--- Set exercise ---
Copy the data starting at the line containing "One point lands on each instance of the brown" and ending at the last line, with "wine bottle" replaced by "glass jar" and nothing else changed. Leave the pictures out.

--- Entries ---
* BEGIN *

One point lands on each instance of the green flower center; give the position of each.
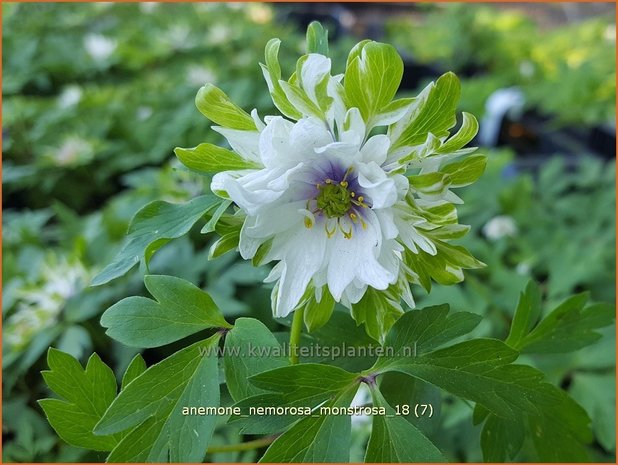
(334, 199)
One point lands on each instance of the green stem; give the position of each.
(297, 328)
(242, 446)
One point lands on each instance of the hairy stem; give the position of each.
(242, 446)
(297, 327)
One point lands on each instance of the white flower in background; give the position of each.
(99, 47)
(70, 96)
(40, 304)
(499, 227)
(73, 151)
(340, 208)
(198, 75)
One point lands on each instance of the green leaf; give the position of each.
(224, 244)
(250, 348)
(569, 327)
(420, 331)
(151, 227)
(395, 440)
(341, 334)
(465, 172)
(86, 395)
(299, 99)
(433, 112)
(372, 77)
(319, 438)
(481, 371)
(317, 38)
(377, 311)
(209, 158)
(272, 75)
(469, 129)
(215, 105)
(501, 439)
(264, 424)
(309, 382)
(526, 315)
(316, 313)
(180, 309)
(401, 389)
(211, 224)
(153, 402)
(597, 394)
(135, 368)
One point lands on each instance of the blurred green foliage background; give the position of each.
(96, 96)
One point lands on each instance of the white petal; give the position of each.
(375, 149)
(306, 136)
(244, 143)
(302, 253)
(256, 119)
(274, 142)
(356, 258)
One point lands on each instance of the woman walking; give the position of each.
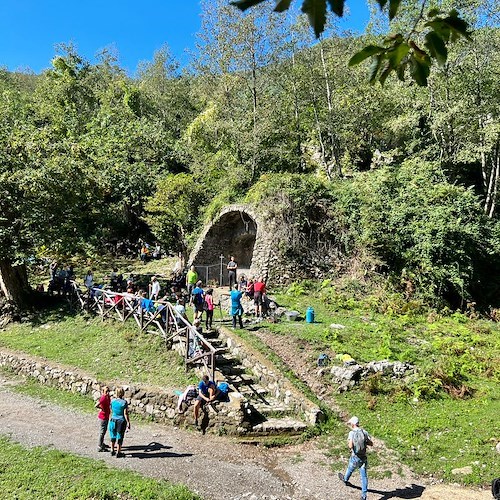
(236, 307)
(119, 423)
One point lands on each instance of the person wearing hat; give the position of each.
(358, 440)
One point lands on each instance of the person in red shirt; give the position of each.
(104, 404)
(259, 291)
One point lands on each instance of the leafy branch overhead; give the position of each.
(399, 53)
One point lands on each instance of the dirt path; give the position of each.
(215, 467)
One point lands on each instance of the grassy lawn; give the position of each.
(110, 351)
(45, 474)
(441, 418)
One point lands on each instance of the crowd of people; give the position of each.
(113, 418)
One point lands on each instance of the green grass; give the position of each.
(432, 428)
(31, 387)
(110, 351)
(47, 474)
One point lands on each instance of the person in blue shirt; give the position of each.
(236, 307)
(207, 392)
(197, 298)
(118, 423)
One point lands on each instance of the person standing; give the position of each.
(197, 299)
(207, 392)
(209, 308)
(88, 281)
(104, 404)
(236, 307)
(191, 279)
(154, 288)
(232, 266)
(358, 440)
(259, 292)
(118, 423)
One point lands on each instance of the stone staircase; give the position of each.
(271, 404)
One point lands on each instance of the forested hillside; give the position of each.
(400, 179)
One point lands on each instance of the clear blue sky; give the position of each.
(30, 29)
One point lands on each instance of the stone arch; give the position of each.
(238, 231)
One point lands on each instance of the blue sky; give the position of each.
(30, 29)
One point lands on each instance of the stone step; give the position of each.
(225, 359)
(273, 426)
(233, 370)
(252, 391)
(242, 379)
(272, 408)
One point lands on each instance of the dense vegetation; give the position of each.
(398, 180)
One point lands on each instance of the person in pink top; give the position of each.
(259, 292)
(209, 308)
(104, 404)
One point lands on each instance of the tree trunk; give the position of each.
(14, 283)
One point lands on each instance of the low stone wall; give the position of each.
(150, 402)
(266, 374)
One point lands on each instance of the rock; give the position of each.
(463, 470)
(346, 373)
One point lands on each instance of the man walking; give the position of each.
(358, 440)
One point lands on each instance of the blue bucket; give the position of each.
(310, 315)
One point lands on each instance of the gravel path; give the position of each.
(215, 467)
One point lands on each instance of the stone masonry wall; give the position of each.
(146, 401)
(268, 376)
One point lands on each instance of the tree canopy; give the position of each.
(404, 175)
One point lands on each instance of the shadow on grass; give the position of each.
(51, 308)
(411, 491)
(153, 450)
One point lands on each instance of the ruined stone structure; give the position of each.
(239, 230)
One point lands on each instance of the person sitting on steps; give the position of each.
(207, 392)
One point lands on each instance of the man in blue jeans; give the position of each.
(358, 440)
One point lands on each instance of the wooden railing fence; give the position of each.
(162, 319)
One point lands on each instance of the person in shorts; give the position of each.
(259, 291)
(118, 423)
(104, 405)
(207, 392)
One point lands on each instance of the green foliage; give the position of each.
(399, 52)
(174, 210)
(44, 473)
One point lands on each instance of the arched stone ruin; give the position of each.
(238, 230)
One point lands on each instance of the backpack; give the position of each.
(323, 360)
(359, 442)
(224, 391)
(198, 299)
(495, 488)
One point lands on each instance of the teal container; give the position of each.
(310, 315)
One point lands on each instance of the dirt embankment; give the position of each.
(215, 467)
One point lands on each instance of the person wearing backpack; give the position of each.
(358, 440)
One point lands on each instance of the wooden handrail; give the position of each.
(104, 302)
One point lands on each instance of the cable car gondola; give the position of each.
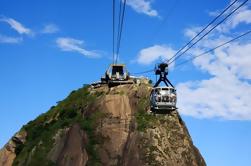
(163, 99)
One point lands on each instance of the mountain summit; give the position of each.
(103, 126)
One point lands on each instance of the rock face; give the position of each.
(103, 126)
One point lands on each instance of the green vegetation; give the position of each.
(40, 132)
(89, 124)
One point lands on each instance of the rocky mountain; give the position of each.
(103, 126)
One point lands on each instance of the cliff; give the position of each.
(103, 126)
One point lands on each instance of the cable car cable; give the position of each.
(211, 22)
(143, 72)
(210, 50)
(207, 32)
(122, 15)
(113, 30)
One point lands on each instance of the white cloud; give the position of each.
(226, 93)
(10, 40)
(74, 45)
(149, 55)
(143, 6)
(50, 28)
(17, 26)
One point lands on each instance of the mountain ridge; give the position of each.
(103, 126)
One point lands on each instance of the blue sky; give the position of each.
(49, 48)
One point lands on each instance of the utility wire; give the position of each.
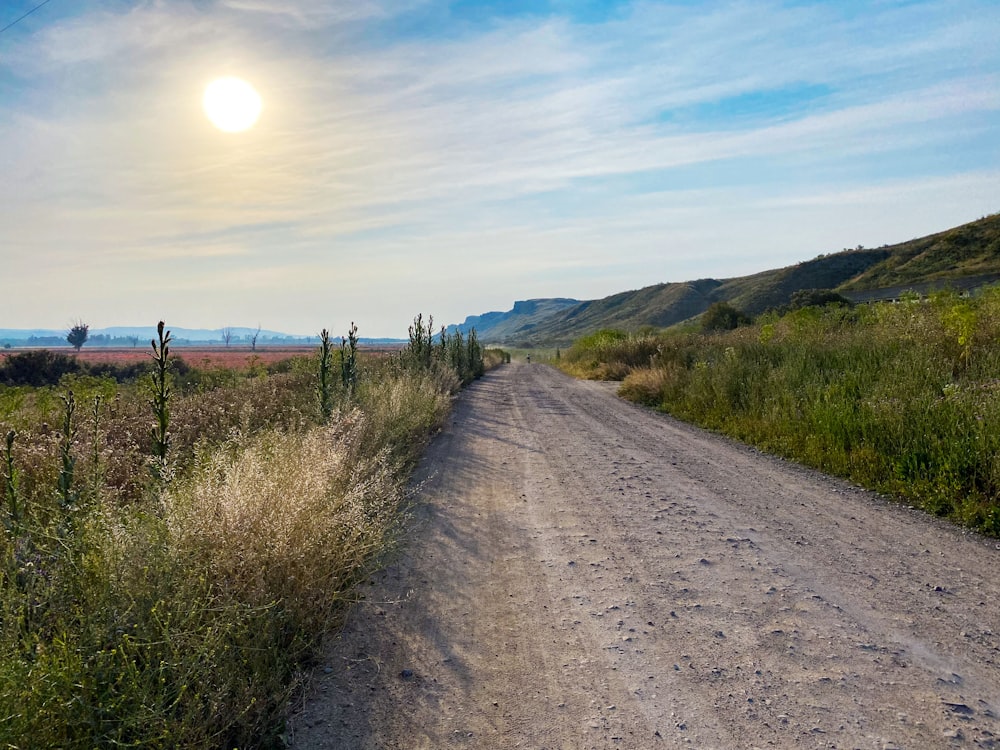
(16, 20)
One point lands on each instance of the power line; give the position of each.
(16, 20)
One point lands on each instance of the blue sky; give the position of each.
(449, 158)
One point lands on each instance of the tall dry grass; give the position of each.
(182, 615)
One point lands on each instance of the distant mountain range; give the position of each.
(142, 335)
(964, 257)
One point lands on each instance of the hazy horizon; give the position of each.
(444, 158)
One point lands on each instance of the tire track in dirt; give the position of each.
(583, 573)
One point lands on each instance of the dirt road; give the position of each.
(583, 573)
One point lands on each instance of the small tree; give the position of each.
(78, 335)
(818, 298)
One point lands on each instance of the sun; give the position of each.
(232, 104)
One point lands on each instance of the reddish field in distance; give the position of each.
(198, 356)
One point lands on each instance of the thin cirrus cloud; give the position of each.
(458, 156)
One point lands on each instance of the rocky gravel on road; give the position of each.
(584, 573)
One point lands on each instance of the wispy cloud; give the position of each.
(479, 160)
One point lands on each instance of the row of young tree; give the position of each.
(463, 354)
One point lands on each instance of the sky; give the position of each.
(449, 158)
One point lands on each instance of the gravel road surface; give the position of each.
(583, 573)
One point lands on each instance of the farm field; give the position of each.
(176, 541)
(198, 356)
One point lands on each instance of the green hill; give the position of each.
(966, 256)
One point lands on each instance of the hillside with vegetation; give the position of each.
(968, 255)
(899, 397)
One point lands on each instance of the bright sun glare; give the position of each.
(232, 104)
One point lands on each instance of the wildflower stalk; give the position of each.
(67, 496)
(349, 359)
(160, 403)
(10, 483)
(325, 367)
(96, 458)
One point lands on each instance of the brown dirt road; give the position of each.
(583, 573)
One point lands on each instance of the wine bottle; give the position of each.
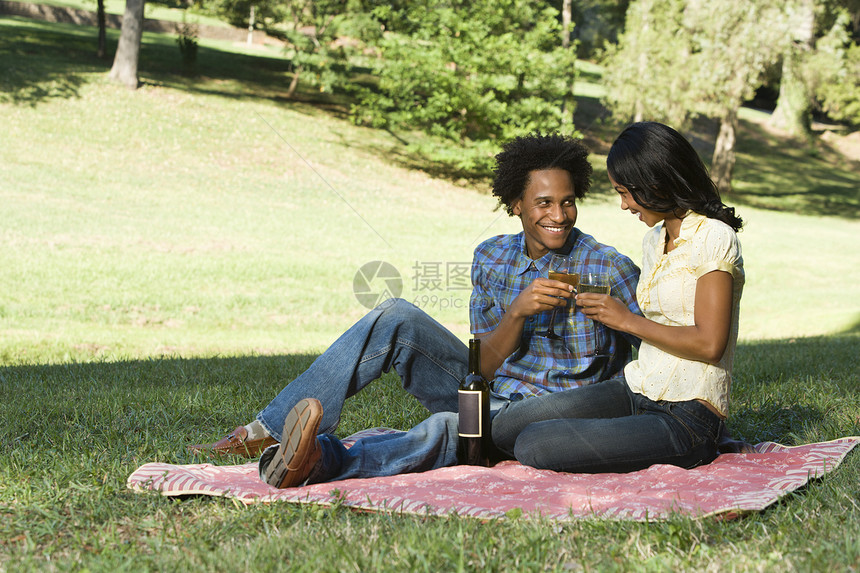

* END *

--- Correct result ---
One point lands on each instance of the brown dirt road; give the position of each.
(583, 573)
One point lands on each instance of the glass jar; give the position of each.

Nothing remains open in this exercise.